Goal
Can you duplicate each of these rows line for line, changing nothing?

[Point annotation records]
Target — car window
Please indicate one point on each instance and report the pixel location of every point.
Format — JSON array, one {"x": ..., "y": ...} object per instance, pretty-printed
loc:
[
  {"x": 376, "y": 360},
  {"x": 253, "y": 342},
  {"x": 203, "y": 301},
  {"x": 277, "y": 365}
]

Complete response
Target — car window
Please indicate one point on each instance and report the pixel location of every point.
Format — JSON array, one {"x": ..., "y": ...} object per instance, pretty-printed
loc:
[
  {"x": 376, "y": 360},
  {"x": 253, "y": 342},
  {"x": 203, "y": 301},
  {"x": 277, "y": 365}
]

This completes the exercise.